- Given instruction
Quote the listing in full, exactly as given, minus any pictures.

- Dataset entries

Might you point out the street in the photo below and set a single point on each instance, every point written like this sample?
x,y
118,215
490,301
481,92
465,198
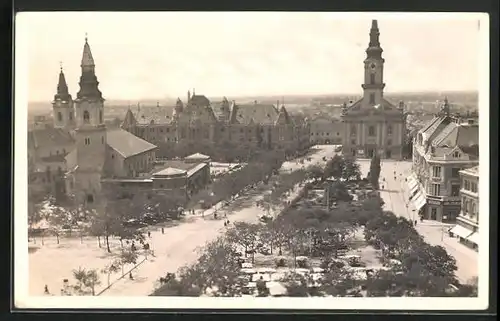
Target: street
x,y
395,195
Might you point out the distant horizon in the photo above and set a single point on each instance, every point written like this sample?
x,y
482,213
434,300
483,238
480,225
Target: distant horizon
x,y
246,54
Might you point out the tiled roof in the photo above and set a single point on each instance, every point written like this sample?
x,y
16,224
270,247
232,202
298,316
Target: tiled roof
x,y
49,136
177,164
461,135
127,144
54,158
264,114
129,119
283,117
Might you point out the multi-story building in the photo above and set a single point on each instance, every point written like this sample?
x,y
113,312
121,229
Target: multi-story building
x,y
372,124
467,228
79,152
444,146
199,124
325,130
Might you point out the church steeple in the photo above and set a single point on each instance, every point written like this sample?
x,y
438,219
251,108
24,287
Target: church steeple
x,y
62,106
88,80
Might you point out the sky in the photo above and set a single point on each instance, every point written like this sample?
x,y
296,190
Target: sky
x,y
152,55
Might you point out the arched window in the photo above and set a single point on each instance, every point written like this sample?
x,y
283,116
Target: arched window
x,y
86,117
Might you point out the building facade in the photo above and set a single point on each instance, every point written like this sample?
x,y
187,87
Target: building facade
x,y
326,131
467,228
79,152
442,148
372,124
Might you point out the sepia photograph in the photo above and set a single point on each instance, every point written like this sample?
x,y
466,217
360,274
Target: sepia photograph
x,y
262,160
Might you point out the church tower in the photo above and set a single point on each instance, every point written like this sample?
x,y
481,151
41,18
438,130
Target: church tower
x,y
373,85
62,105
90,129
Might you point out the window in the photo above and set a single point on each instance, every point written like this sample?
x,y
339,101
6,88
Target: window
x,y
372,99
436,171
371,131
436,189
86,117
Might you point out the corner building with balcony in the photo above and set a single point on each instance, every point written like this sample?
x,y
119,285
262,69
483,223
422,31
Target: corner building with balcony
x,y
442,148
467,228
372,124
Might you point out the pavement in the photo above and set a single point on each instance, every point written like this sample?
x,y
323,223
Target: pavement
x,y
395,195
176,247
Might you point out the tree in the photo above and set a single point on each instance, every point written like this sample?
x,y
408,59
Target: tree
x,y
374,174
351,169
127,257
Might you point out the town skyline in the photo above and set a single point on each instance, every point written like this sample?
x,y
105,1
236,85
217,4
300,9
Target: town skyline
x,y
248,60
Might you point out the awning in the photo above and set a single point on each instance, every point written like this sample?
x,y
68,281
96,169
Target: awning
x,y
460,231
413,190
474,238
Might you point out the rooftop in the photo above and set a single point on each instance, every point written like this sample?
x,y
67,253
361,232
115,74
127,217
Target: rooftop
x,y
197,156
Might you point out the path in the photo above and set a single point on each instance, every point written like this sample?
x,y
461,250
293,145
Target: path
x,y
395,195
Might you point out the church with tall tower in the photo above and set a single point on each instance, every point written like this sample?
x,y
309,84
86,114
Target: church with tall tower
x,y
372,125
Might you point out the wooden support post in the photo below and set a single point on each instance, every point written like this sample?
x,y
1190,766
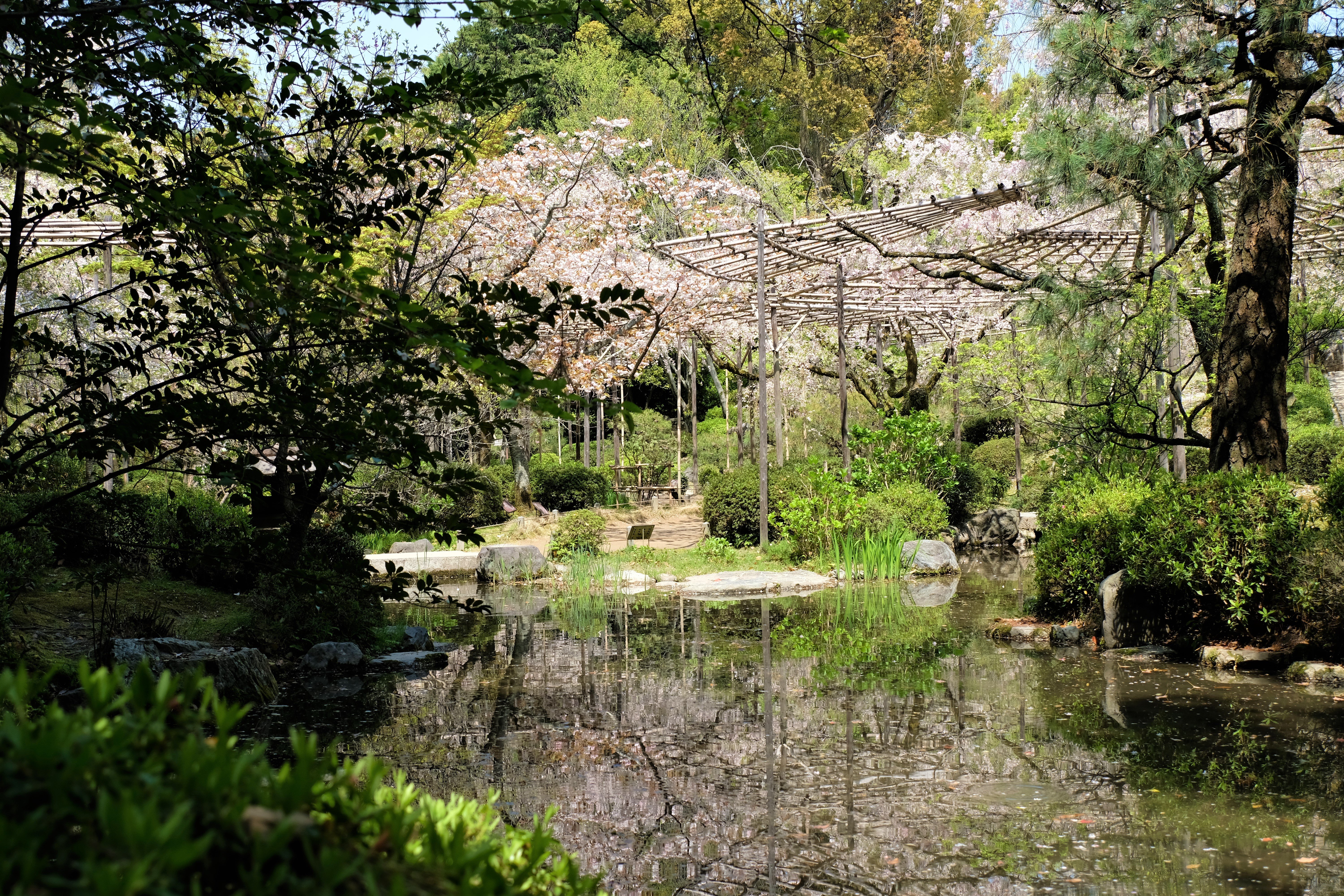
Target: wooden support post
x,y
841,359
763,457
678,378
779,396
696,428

- Output below
Might you point out the street in the photo below and set a single point on each instance, every point written like this sample?
x,y
118,215
490,301
481,92
465,198
Target: street
x,y
395,195
Might you point out the distant horizon in the photo above and set a single point on each instance, every point written like this sample?
x,y
482,213
434,300
483,238
480,225
Target: distant horizon
x,y
246,54
Might you point out the tiled roof in the photo above and set a single point on each instance, every point written like this sample?
x,y
16,224
270,247
232,202
298,316
Target: tiled roof
x,y
49,136
177,164
461,135
127,144
54,158
264,114
129,119
283,117
Might you point out the multi-story building in the photo above and set a single point on each instance, every point written like this sample?
x,y
113,312
121,229
Target: multi-story building
x,y
372,124
467,228
79,152
444,146
199,124
325,130
Might you point out the church steeple in the photo above and set a single point on each instance, every point written like this sample?
x,y
438,219
251,108
24,287
Target: church steeple
x,y
62,106
88,80
Might you point out the sky in the photo above and set a single point on each instance, every point written like this sample?
x,y
296,190
Target: sky
x,y
152,55
Might you point out the arched window in the photo above and set a single point on each instance, every point written like this sample?
x,y
283,116
Target: arched window
x,y
86,117
Might you point out the building facade in the photo above and set a single point on each instance, every point written like this sample?
x,y
187,87
Target: building facade
x,y
326,131
467,228
79,152
442,148
372,124
Might you point out the sepia photograph in the photo above and set a single point on each instance, every point written like this sample?
x,y
466,217
360,274
Target: sepia photograph
x,y
262,160
Might you point out the church tower in the photo above and set a single point on each instance, every point written like this sample?
x,y
481,151
41,18
438,130
Target: church tower
x,y
373,85
62,105
90,129
Might you point out the window in the photo above and set a single point on each instance, every point written like this sample?
x,y
339,101
6,88
Target: window
x,y
372,99
436,171
371,131
436,189
86,117
Might you point out the corner building with balcony in the photo above and set a single point on each instance, every point written like this sample?
x,y
119,285
262,69
483,223
422,31
Target: corner building with balcony
x,y
442,148
467,228
372,124
Might you point out the pavement in the photo above and set a single point on each instance, every point written like this sample?
x,y
323,223
Target: pavement
x,y
395,195
176,247
Might you point out the tree in the photo above and set a single point on each instance, every point written like this sample?
x,y
408,59
Target: tree
x,y
374,174
351,169
127,257
Might you point out the town skyline in the photo above and set a single point on each instance, every point written like this sample?
x,y
105,1
236,85
217,4
300,9
Target: town skyline
x,y
248,60
Might you point out the awning in the photo above and set a single point on each instance, every point written like this sample?
x,y
68,281
96,169
Target: awning
x,y
460,231
413,190
474,238
Might you point out the rooftop in the photo above and set a single point on each instance, every point written like this sample?
x,y
67,253
361,232
115,74
127,217
Target: rooftop
x,y
197,156
Might you point out the path in the photo above and set a single point on each instance, every point written like this sample?
x,y
461,250
293,145
Target: path
x,y
395,195
Might you point out the church with tall tower in the photo above and set a single point on each instance, every point written like this sample?
x,y
309,84
86,114
Target: church with tall tower
x,y
372,125
Might you point out the wooden support post in the photo below and set a single point on each instance, every point written like this sample?
x,y
1190,766
Target: wooden support post
x,y
841,359
763,457
678,378
779,396
696,428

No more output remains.